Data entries
• • • • •
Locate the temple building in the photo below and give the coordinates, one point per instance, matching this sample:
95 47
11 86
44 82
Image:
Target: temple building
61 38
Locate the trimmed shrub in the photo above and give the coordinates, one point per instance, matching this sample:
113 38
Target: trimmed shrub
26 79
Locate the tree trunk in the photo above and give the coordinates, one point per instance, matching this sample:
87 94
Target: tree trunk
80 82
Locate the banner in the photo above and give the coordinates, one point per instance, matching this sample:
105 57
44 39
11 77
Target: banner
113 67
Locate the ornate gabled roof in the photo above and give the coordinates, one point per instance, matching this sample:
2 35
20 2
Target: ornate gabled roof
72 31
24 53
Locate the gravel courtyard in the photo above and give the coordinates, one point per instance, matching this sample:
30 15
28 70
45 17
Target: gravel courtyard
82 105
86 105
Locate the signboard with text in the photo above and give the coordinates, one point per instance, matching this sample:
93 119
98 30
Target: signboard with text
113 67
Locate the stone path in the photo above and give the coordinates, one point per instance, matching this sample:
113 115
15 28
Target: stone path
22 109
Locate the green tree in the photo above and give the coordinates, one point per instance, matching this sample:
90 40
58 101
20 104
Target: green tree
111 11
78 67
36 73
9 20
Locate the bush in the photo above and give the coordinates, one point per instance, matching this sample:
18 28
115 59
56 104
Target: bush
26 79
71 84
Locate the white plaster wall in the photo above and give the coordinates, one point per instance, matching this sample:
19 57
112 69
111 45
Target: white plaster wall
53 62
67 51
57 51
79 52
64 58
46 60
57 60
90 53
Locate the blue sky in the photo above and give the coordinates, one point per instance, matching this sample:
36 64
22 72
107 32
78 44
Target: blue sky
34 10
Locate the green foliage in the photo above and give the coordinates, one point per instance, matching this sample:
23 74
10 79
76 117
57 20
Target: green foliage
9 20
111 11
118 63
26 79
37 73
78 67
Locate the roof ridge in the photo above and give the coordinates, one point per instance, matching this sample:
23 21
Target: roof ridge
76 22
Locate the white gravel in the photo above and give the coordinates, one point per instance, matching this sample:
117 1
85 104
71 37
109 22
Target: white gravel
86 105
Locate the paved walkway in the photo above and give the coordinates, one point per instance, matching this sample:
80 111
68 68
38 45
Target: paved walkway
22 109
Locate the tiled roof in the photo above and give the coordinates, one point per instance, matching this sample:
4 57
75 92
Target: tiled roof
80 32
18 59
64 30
• • • • •
§ THE TASK: Rewrite the entries as a numbered list without blank lines, beginning at the line that contains "Locate the paved" and continuing through the last line of the entries.

§ CORRECT RESULT:
1. Locate the paved walkway in the photo above and give the coordinates, one point per instance, matching this sample:
2. 80 111
3. 68 68
4. 38 45
5. Target: paved walkway
6. 22 109
7. Locate the tiled roof in the photo above and give the coordinates, one point per instance, matching this sample:
8. 4 57
9. 75 92
10. Target: tiled roof
11. 80 32
12. 18 59
13. 64 30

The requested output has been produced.